------ Available data ------
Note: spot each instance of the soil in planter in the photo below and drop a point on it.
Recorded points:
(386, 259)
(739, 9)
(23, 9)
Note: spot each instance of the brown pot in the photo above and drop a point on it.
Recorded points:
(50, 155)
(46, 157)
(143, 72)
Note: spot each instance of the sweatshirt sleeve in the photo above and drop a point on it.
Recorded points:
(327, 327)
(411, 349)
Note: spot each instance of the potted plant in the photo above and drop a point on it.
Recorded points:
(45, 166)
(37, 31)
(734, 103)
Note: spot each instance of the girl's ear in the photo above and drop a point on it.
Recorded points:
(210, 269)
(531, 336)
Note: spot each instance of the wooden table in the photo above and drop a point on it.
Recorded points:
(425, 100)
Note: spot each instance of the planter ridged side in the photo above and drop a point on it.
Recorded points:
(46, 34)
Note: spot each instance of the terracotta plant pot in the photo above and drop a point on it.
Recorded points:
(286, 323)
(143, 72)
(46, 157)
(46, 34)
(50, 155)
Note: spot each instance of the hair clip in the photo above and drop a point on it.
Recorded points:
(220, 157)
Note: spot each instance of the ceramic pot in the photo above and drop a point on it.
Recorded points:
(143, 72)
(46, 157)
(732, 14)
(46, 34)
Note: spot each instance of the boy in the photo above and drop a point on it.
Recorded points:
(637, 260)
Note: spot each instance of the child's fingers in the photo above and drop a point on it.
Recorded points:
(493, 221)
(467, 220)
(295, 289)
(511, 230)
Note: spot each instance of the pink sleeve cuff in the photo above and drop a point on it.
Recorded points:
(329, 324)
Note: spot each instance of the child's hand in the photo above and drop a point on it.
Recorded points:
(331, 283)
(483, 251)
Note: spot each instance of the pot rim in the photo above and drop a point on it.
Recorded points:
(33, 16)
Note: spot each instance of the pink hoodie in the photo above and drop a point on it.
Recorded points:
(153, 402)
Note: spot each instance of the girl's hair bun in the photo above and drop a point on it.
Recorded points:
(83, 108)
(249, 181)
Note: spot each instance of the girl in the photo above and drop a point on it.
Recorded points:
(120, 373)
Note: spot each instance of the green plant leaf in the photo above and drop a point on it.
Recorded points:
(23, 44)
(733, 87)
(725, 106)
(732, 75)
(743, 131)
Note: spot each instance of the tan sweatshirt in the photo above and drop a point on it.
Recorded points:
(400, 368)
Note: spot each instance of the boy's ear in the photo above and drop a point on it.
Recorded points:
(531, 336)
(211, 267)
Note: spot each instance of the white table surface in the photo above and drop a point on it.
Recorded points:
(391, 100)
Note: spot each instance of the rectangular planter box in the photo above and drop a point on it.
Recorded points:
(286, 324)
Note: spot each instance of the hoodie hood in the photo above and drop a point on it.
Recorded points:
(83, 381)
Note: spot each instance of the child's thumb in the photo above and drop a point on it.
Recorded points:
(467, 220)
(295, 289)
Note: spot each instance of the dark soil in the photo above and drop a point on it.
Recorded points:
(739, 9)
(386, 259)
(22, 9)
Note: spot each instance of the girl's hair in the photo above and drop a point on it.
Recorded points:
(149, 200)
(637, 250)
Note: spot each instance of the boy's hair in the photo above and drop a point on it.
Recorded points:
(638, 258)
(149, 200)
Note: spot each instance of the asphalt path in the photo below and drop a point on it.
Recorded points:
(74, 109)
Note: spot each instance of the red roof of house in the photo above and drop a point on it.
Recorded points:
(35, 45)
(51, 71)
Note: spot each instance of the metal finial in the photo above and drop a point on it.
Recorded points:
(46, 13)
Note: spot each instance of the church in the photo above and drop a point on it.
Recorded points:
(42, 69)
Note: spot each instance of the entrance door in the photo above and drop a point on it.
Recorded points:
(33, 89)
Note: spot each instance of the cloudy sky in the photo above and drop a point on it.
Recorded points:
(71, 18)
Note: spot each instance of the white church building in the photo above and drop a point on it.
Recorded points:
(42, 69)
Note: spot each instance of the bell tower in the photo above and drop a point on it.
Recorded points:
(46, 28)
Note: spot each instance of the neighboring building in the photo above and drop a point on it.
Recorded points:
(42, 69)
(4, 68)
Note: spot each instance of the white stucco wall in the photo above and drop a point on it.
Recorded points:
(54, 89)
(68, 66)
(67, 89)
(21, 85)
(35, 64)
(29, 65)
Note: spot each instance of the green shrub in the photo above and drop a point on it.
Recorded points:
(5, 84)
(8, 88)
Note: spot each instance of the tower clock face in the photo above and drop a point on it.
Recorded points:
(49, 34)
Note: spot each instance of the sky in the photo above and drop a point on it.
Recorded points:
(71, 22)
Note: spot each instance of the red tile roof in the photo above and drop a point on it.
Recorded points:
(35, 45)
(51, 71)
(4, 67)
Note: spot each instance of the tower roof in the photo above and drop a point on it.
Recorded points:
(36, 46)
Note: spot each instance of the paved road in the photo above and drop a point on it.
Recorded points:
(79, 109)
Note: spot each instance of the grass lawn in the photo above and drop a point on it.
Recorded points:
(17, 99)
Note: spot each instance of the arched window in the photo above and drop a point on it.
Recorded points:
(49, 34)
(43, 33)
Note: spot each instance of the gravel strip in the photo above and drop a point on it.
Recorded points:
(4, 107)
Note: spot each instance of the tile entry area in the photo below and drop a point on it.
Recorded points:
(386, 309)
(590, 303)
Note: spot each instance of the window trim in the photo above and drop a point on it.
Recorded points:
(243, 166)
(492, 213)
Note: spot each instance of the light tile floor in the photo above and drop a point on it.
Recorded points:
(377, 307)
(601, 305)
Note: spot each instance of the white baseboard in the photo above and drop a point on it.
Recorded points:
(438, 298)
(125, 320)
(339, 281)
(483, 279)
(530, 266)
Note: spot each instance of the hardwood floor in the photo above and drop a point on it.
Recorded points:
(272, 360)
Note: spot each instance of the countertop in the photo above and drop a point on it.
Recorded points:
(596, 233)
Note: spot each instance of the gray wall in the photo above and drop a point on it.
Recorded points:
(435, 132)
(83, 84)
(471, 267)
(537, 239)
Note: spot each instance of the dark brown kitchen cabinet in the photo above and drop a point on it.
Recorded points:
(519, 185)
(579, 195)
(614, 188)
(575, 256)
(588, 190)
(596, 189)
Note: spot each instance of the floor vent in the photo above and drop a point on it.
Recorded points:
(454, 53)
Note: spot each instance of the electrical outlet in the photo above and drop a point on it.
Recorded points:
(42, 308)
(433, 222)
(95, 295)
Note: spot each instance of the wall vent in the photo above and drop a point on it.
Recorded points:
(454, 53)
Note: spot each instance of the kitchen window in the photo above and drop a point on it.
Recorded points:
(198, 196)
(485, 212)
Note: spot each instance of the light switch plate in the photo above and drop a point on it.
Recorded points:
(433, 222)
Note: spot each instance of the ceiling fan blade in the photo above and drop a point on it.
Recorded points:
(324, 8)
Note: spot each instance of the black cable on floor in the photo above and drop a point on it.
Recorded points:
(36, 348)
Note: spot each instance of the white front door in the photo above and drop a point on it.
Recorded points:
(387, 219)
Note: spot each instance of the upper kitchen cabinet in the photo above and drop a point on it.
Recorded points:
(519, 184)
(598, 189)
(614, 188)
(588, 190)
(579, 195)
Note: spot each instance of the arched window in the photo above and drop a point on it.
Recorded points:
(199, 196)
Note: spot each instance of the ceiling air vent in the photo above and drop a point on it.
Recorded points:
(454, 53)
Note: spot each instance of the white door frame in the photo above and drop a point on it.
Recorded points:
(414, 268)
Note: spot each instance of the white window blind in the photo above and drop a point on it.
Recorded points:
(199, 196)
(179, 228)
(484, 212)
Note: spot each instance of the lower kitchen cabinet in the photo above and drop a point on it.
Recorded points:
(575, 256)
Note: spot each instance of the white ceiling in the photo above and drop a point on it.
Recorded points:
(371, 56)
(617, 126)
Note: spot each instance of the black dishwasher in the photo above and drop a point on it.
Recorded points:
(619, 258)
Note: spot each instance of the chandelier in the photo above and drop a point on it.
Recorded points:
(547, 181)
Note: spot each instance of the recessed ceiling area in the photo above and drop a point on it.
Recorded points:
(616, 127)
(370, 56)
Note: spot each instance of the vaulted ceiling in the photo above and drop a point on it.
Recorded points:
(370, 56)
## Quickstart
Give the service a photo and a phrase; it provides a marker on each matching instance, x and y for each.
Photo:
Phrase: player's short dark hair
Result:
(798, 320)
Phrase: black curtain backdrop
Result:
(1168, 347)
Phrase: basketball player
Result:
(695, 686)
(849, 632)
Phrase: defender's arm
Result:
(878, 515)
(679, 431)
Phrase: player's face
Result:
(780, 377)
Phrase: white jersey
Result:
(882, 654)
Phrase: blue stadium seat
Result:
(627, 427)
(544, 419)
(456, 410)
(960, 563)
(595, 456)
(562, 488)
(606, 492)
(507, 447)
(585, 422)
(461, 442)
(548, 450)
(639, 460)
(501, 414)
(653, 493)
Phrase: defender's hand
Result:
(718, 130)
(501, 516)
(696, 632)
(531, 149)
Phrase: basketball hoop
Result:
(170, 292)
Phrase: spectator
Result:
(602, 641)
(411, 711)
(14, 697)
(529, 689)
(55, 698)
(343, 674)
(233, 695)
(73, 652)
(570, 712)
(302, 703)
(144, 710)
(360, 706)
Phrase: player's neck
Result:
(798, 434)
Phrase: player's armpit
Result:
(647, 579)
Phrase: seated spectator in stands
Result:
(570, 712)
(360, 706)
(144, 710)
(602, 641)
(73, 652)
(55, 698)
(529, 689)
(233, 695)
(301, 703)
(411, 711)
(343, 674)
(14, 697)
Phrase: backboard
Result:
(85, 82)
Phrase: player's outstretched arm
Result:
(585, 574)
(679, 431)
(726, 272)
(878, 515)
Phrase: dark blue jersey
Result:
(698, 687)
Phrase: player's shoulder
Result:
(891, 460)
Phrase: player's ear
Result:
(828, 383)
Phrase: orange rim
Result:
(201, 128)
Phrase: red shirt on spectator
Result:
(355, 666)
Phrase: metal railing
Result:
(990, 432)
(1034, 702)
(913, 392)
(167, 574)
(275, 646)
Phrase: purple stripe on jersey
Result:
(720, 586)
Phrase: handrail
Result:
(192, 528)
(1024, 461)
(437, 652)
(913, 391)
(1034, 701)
------
■ **Exercise objective**
What is needed is a word-for-word copy of the records above, from the first line through the line that contains "Note: spot each instance of the planter".

■ **Completed exercise**
Note: spot each instance of the soil in planter in the photo below and drop a point on it.
Recorded points:
(386, 259)
(739, 9)
(23, 9)
Note: spot each instance of the brown pot in the photo above and drop a point on it.
Recorded points:
(50, 155)
(46, 157)
(143, 72)
Note: spot each instance of the sweatshirt sleeve in the photo above and drop a point on it.
Recorded points:
(327, 327)
(411, 349)
Note: spot each instance of the potted plant in the photo above and drop a point on it.
Recorded points:
(45, 166)
(37, 31)
(734, 103)
Note: spot each instance of the girl's ear in the photo above and drop a point on it.
Recorded points:
(210, 269)
(531, 336)
Note: spot each instance of the wooden table in the photo above and drop a point on it.
Recorded points:
(425, 100)
Note: spot each instance of the planter ridged side in the photo above and drop a point on it.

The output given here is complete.